- [练习题]:
1. 股票协整示例对 s1 和 s2 先用 Series.values 取值，再用 numpy.reshape(-1,1) 处理。请用一到三句话说明这样做的原因。
2. 请从股票协整示例的最后一句之后续写下去。

- [文档节选]:
===
# 检查一对股票是否具有协整关系

## 导入

In [None]:
import numpy as np
import pandas as pd
from sklearn.linear_model import LinearRegression
from statsmodels.tsa.stattools import adfuller
import matplotlib.pyplot as plt
import quiz_tests

In [None]:
# Set plotting options
%matplotlib inline
plt.rc('figure', figsize=(16, 9))

In [None]:
# just set the seed for the random number generator
np.random.seed(2018)
# use returns to create a price series
drift = 100
r1 = np.random.normal(0, 1, 1000) 
s1 = pd.Series(np.cumsum(r1), name='s1') + drift
s1.plot(figsize=(14,6))
plt.show()

In [None]:
offset = 10
noise = np.random.normal(0, 1, 1000)
s2 = s1 + offset + noise
s2.name = 's2'
pd.concat([s1, s2], axis=1).plot(figsize=(15,6))
plt.show()

In [None]:
price_ratio = s2/s1
price_ratio.plot(figsize=(15,7)) 
plt.axhline(price_ratio.mean(), color='black') 
plt.xlabel('Days')
plt.legend(['s2/s1 price ratio', 'average price ratio'])
plt.show()
print(f"average price ratio {price_ratio.mean():.4f}")

## 通过回归计算对冲比率

## 线性回归

注意，LinearRegression().fit() 要求输入是二维数组。因为 s1 和 s2 是 pandas 序列，所以我们可以使用 Series.values 将值变成 numpy 数组。因为这些数组是一维的，我们可以使用 numpy.reshape(-1,1) 将它们变成 1000 行 x 1 列二维数组。
===
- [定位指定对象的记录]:

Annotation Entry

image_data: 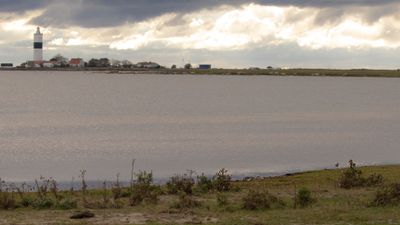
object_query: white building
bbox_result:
[33,27,43,64]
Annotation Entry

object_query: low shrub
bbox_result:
[242,190,285,210]
[32,197,56,209]
[0,179,16,209]
[339,160,383,189]
[172,192,201,210]
[0,192,16,209]
[56,198,78,210]
[167,174,194,194]
[296,188,314,208]
[371,183,400,206]
[20,196,35,208]
[217,193,228,207]
[129,171,159,206]
[196,173,213,193]
[212,168,231,192]
[364,173,384,187]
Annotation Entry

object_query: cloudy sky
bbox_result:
[0,0,400,68]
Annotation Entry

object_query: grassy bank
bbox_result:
[0,165,400,225]
[4,68,400,77]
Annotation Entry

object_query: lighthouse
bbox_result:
[33,27,43,63]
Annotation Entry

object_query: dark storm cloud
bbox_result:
[0,0,50,13]
[25,0,399,27]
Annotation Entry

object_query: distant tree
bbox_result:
[185,63,192,70]
[100,58,111,67]
[121,60,132,68]
[110,59,122,67]
[50,54,69,67]
[87,59,100,67]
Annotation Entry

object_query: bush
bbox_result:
[167,174,194,194]
[129,171,158,206]
[0,179,16,209]
[32,197,56,209]
[243,190,285,210]
[212,168,231,192]
[0,192,16,209]
[56,198,78,210]
[364,173,383,187]
[172,192,201,210]
[339,160,383,189]
[197,174,213,193]
[371,183,400,206]
[296,188,314,208]
[21,196,35,207]
[217,193,228,207]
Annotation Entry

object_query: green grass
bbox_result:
[0,165,400,225]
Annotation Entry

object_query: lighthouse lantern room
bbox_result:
[33,27,43,63]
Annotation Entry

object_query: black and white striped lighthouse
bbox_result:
[33,27,43,63]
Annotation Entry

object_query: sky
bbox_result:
[0,0,400,69]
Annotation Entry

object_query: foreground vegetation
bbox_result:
[0,161,400,224]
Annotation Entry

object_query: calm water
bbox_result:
[0,71,400,181]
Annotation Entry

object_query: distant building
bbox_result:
[0,63,14,69]
[199,64,211,70]
[69,58,85,68]
[33,27,43,64]
[134,62,161,69]
[42,61,55,68]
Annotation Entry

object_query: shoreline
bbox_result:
[0,67,400,78]
[0,163,400,190]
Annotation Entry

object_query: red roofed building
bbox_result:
[69,58,85,68]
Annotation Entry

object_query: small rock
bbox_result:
[70,211,94,219]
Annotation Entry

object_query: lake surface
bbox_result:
===
- [参考答案]:
1. LinearRegression().fit() 要求输入是二维数组。s1 和 s2 是 pandas 序列，所以先用 Series.values 把值变成 numpy 数组。这些数组是一维的，因此再用 numpy.reshape(-1,1) 把它们变成 1000 行 x 1 列的二维数组。

2.
In [None]:
type(s1)

In [None]:
type(s1.values)

In [None]:
s1.values.reshape(-1,1).shape

In [None]:
lr = LinearRegression()
lr.fit(s1.values.reshape(-1,1),s2.values.reshape(-1,1))

In [None]:
hedge_ratio = lr.coef_[0][0]
hedge_ratio

In [None]:
intercept = lr.intercept_[0]
intercept

In [None]:
print(f"hedge ratio from regression is {hedge_ratio:.4f}, intercept is {intercept:.4f}")

 ## 问题
 在计算价差时，你认为我们需要截距吗？为何呢？

## 计算价差

In [None]:
spread = s2 - s1 * hedge_ratio

In [None]:
print(f"Average spread is {spread.mean()}")

In [None]:
spread.plot(figsize=(15,7)) 
plt.axhline(spread.mean(), color='black') 
plt.xlabel('Days')
plt.legend(['Spread: s2 - hedge_ratio * s1', 'average spread'])
plt.show()

## 如果包含截距，会获得什么结果

In [None]:
spread_with_intercept = s2 - (s1 * hedge_ratio + intercept)
print(f"Average spread with intercept included is {spread_with_intercept.mean()}")

In [None]:
spread_with_intercept.plot(figsize=(15,7)) 
plt.axhline(spread_with_intercept.mean(), color='black') 
plt.xlabel('Days')
plt.legend(['Spread: s2 - (hedge_ratio * s1 + intercept)', 'average spread'])
plt.show()

## 小测验
### 使用 Augmented Dickey Fuller 检验检查价差是否稳定

[adfuller](http://www.statsmodels.org/dev/generated/statsmodels.tsa.stattools.adfuller.html) 函数属于 statsmodel 库。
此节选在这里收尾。